EXERCISE DESCRIPTION | Select every line below that contains the word "query", and copy each of those lines.

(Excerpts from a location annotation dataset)

--- --- ---

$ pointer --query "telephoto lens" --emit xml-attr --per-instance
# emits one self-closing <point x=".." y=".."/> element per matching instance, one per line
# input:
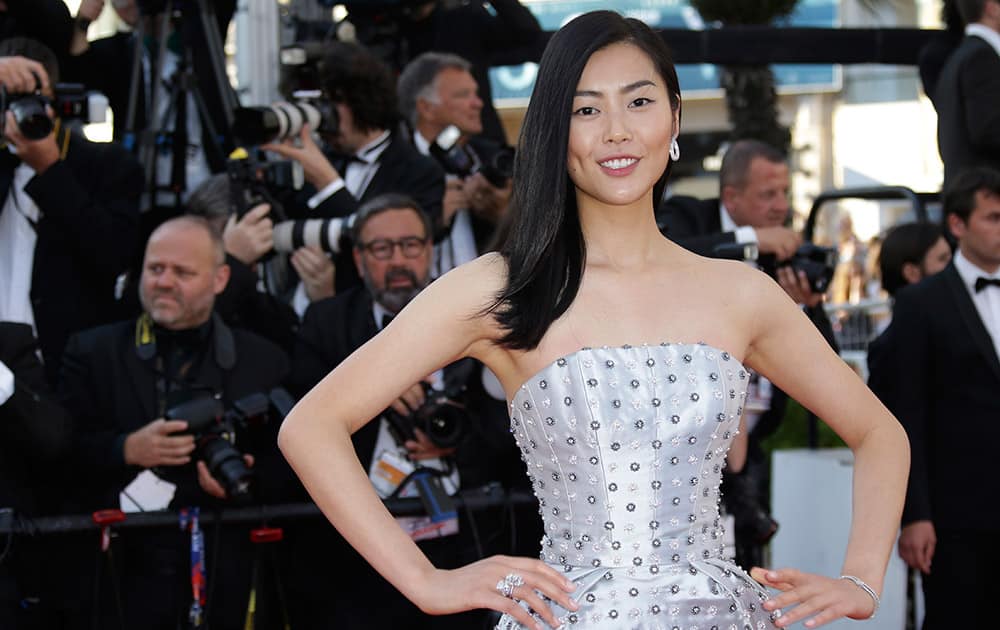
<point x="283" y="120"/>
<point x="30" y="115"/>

--- --- ---

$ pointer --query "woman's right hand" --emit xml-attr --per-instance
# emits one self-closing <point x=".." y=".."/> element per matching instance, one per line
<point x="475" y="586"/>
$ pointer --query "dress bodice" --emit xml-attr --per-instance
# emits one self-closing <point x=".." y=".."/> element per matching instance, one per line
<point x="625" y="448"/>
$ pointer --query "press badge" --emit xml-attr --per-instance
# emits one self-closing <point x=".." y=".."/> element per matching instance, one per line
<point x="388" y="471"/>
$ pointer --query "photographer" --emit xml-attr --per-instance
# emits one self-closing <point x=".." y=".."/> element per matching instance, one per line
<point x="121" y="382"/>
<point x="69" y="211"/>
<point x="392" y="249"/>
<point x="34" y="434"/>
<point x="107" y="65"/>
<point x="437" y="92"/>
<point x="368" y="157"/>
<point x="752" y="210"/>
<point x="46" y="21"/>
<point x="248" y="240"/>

--- --- ---

EXERCISE ANSWER |
$ pointer --query "telephoto lens" --emit xml-attr --per-instance
$ pointer --query "woman's right hand" --emit xml-attr --per-instance
$ pointer --query "dress bodice" --emit xml-attr --per-instance
$ pointer --query "press badge" --emit xml-attr --per-instance
$ pointer --query "photographer" --emit xml-attr --per-instance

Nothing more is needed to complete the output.